§ Exercise brief
Your output should be the complete listing, word for word, with no pictures in it.

§ Given records

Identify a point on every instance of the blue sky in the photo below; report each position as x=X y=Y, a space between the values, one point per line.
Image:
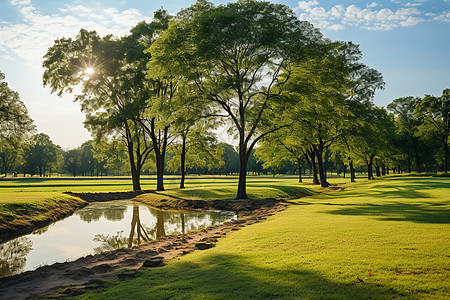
x=408 y=41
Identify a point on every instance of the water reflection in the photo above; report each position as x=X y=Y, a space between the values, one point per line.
x=112 y=212
x=13 y=256
x=97 y=228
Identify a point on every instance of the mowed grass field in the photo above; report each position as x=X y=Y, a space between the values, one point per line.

§ Response area
Identify a point on every instance of the blue sky in the photo below; report each position as x=X y=Y, a space between the values, one point per line.
Image:
x=408 y=41
Identify a point on every instance of the water reflection in the photo above; report each position as x=X y=Y, a space between the values, one point per line.
x=112 y=212
x=13 y=256
x=97 y=228
Identify a point on every instance of the mowed grass field in the photo above; report each position as x=X y=Y, a space between the values, one point per line.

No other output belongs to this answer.